→ What to work on
Look for the line containing "of the brown" in the records below. Then output it and all the lines that follow, exactly and without any others.

Natural-language object grounding data:
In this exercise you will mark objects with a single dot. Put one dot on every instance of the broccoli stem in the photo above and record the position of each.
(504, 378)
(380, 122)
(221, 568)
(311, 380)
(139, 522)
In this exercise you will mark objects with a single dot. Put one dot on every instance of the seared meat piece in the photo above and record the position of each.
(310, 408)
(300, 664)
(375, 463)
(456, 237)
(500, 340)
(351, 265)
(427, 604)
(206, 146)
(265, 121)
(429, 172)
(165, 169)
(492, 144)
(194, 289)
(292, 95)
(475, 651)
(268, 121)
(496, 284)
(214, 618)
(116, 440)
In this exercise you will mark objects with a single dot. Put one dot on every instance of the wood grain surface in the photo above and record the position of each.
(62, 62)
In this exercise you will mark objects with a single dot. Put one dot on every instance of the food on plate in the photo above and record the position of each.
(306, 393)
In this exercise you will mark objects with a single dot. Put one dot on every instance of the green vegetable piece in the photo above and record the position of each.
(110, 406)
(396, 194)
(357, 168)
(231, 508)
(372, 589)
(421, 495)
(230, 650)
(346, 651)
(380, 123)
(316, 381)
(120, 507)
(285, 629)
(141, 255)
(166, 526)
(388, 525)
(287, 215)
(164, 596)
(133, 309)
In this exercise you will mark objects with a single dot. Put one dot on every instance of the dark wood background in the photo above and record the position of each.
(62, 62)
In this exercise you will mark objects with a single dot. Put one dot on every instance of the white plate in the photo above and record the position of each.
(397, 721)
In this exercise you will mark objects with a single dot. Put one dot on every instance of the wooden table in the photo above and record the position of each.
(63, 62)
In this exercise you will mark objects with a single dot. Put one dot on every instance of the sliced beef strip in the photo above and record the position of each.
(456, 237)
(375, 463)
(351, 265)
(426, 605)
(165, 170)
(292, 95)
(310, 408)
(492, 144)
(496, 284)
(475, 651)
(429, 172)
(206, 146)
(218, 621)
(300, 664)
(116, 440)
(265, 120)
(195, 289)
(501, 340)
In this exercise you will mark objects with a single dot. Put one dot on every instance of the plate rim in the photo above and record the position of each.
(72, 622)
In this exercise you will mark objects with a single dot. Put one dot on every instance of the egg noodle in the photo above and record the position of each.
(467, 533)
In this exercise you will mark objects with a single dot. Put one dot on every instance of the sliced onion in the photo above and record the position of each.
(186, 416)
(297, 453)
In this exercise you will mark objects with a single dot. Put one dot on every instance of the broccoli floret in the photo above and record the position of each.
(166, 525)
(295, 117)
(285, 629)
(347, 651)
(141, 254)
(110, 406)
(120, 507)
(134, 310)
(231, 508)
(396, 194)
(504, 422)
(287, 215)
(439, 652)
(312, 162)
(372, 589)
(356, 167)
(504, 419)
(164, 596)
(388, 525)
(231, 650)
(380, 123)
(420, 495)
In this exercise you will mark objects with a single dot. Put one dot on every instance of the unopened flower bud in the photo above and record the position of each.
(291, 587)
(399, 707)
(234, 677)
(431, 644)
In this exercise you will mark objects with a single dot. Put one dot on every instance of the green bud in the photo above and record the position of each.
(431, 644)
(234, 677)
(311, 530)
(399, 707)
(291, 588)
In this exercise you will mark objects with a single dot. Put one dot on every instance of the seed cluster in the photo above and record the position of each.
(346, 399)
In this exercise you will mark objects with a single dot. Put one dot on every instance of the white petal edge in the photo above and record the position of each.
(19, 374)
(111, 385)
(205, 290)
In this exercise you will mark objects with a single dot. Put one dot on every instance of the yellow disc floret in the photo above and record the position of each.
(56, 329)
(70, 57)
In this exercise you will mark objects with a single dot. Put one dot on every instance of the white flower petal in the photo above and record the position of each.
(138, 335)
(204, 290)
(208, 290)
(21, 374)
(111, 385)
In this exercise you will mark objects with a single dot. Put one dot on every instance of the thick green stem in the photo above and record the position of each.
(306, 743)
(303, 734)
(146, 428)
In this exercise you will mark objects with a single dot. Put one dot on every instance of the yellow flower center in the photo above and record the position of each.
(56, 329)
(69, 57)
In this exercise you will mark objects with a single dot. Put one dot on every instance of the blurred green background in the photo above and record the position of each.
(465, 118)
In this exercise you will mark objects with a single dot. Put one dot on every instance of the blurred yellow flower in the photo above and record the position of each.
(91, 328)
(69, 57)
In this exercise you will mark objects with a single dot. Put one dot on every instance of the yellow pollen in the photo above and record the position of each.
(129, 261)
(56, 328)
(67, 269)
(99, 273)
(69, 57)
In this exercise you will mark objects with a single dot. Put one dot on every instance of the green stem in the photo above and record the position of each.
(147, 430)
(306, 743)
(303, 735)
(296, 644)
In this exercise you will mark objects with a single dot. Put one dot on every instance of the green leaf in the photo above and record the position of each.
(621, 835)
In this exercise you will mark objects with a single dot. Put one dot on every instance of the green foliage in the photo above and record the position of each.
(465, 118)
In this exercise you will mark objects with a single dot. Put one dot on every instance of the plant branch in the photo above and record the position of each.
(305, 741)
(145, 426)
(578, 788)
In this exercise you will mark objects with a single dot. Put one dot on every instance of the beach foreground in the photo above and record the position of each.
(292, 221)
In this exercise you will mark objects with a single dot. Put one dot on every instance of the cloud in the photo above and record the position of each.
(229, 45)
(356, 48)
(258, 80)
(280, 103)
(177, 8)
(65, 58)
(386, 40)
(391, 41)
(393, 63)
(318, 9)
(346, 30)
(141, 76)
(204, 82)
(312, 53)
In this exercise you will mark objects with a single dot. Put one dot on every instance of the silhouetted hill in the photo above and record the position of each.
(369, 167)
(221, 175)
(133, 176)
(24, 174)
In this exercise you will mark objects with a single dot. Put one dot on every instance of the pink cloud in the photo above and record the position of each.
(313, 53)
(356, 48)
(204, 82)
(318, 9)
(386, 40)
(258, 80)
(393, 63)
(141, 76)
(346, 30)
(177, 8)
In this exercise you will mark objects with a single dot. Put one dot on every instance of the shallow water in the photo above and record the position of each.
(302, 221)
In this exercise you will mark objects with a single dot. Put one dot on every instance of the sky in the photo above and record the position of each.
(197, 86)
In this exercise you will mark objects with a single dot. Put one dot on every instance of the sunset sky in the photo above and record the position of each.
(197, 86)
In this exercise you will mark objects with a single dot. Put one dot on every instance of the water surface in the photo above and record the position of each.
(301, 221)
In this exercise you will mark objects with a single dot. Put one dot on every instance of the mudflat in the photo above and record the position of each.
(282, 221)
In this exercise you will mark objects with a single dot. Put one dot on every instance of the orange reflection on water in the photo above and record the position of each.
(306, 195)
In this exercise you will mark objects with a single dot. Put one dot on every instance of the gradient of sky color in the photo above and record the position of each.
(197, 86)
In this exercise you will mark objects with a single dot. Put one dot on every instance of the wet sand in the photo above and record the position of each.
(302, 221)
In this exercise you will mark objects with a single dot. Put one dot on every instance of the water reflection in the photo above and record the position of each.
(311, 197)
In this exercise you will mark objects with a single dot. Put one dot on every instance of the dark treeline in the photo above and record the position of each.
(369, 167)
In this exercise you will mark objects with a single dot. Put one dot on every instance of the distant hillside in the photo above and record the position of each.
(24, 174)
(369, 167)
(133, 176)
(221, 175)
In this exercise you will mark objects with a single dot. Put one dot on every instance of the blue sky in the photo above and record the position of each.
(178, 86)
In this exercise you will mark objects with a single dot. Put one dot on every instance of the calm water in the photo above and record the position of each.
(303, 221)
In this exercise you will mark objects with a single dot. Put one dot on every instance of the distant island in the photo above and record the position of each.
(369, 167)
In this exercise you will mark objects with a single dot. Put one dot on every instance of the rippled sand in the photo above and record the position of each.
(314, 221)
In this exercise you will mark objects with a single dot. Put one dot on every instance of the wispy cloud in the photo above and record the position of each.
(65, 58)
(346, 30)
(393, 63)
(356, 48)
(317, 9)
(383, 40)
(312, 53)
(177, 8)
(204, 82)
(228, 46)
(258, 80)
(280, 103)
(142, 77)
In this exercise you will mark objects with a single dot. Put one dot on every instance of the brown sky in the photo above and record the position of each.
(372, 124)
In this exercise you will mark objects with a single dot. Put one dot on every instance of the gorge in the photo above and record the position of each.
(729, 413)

→ Answer for the task
In this exercise you will mark objects with a single dot. Put one dot on every instance of the brown sky in the photo above and record the position of each.
(372, 124)
In this exercise you will mark objects with a single dot. Put one dot on every instance of the gorge in the photo above and record the position of each.
(729, 413)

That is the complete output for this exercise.